Passage ▸

#####

It would cover dangerous repeat violent offenders and sex offenders. The information would be available to government agencies and not the public.
Police and Corrections have begun policy work, including producing a report and a timeline for introducing the management scheme, including the register of sex offenders.
"It's quite a big piece of work. It's not just a list of offenders; it's a management system that manages offenders from the time they leave prison, almost for the rest of their lives."
Mrs Tolley said she couldn't rule out human error, but the Government would take security seriously given the privacy breaches with ACC, Work and Income, the Inland Revenue Department and the Ministry of Education's Novopay payroll system.
"It's paramount, because yes it can be very detrimental to someone who is being well managed in the community if suddenly a community finds out their history. You do have to make sure you have a secure system."
Tolley has rejected criticism from Labour that a register of sex offenders would only contain information already held by the Ministry of Justice.

#####

Extracted records ▸
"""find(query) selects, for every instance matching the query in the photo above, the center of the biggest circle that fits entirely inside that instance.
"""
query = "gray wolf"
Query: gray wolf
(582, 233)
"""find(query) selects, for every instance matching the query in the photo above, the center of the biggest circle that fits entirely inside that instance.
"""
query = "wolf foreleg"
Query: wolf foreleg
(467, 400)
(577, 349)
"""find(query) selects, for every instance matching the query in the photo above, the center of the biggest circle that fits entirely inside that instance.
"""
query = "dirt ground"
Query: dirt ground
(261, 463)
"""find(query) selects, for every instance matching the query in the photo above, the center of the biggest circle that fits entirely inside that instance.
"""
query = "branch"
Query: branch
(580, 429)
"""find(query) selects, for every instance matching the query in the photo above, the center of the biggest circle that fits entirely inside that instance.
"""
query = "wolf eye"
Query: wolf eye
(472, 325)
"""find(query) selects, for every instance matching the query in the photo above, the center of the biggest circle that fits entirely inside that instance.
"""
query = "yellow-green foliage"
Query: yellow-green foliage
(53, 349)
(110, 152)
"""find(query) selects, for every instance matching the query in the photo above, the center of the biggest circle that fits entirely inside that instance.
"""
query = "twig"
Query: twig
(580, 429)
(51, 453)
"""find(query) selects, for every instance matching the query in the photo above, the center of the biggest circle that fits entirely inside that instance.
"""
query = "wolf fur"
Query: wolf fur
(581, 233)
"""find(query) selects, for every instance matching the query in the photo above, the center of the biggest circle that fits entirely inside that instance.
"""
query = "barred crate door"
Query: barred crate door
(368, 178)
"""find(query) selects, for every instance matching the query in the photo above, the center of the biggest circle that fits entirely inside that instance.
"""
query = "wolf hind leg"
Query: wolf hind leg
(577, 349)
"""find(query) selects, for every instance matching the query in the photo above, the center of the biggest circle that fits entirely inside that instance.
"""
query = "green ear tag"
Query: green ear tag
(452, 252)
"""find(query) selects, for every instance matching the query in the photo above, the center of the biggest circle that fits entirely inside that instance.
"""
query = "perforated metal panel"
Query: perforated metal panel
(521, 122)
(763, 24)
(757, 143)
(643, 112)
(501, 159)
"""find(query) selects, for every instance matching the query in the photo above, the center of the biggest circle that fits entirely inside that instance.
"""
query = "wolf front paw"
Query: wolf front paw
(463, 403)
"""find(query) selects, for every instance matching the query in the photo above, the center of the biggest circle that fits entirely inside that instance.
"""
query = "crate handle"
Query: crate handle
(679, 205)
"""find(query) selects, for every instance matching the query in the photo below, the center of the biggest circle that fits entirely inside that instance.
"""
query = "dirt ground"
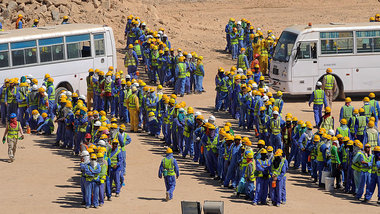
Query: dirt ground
(44, 179)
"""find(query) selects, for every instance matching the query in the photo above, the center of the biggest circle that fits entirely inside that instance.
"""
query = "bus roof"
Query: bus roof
(334, 27)
(48, 31)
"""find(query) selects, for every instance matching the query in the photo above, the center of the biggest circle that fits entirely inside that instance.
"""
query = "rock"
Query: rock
(55, 14)
(12, 6)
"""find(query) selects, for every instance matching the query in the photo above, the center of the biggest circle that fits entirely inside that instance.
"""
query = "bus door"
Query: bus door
(100, 61)
(305, 66)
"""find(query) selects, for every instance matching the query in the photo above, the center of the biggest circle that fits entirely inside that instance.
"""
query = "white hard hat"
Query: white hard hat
(84, 153)
(102, 143)
(331, 132)
(197, 113)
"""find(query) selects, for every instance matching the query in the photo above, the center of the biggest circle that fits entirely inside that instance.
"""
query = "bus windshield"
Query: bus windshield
(284, 46)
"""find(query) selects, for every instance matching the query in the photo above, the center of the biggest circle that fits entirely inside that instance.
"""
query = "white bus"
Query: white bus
(303, 53)
(66, 52)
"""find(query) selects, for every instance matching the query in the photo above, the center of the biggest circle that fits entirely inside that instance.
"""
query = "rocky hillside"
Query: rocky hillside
(50, 12)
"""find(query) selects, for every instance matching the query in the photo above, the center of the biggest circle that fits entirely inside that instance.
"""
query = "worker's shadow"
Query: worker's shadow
(151, 199)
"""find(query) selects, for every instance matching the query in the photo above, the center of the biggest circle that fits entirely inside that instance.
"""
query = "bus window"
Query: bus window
(337, 42)
(24, 52)
(51, 49)
(78, 46)
(99, 44)
(284, 47)
(4, 53)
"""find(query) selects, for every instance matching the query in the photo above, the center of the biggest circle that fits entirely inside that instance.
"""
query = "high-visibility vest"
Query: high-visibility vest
(347, 112)
(132, 104)
(367, 111)
(95, 176)
(252, 177)
(275, 126)
(52, 94)
(327, 123)
(373, 103)
(365, 167)
(357, 165)
(129, 60)
(11, 96)
(90, 84)
(234, 41)
(137, 49)
(329, 80)
(242, 62)
(198, 71)
(113, 158)
(344, 133)
(373, 136)
(352, 126)
(212, 145)
(182, 70)
(13, 132)
(277, 171)
(319, 153)
(168, 166)
(362, 124)
(319, 96)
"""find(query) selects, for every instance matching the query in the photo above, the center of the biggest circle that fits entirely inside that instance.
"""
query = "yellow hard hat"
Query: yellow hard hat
(328, 109)
(261, 142)
(343, 121)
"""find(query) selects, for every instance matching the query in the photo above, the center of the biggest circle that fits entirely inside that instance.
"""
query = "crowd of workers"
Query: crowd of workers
(184, 71)
(249, 46)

#####

Directions ▸
**a)** In the passage on the offender register, who would have access to the information?
**b)** For each statement, say whether the passage on the offender register agrees with it. Back each yes or no with the deciding words of the passage, quoted exactly.
(i) The scheme would cover dangerous repeat violent offenders and sex offenders.
(ii) Mrs Tolley ruled out human error.
(iii) Police and Corrections have begun policy work.
**c)** Carry on the passage on the offender register, starting after its last sentence.
The records have no role here.

Answers provided ▸
**a)** Government agencies would have access, not the public.

**b)**
(i) Yes: "It would cover dangerous repeat violent offenders and sex offenders."
(ii) No: "Mrs Tolley said she couldn't rule out human error"
(iii) Yes: "Police and Corrections have begun policy work"

**c)**
In 2004, a Parliamentary select committee dismissed a member's bill to set up a sex offenders register, because police and experts in the area had advised it would not be helpful.
However, Mrs Tolley said offenders were not being adequately monitored once released from prison.
"We literally wait for them to reoffend before we pick them up again."
Labour's police spokesman Kris Faafoi said frontline officers would struggle to monitor those on a register.
"I am sure frontline officers will be left asking 'who is going to do that?' at a time when National is cutting back our frontline policing capability," said Mr Faafoi.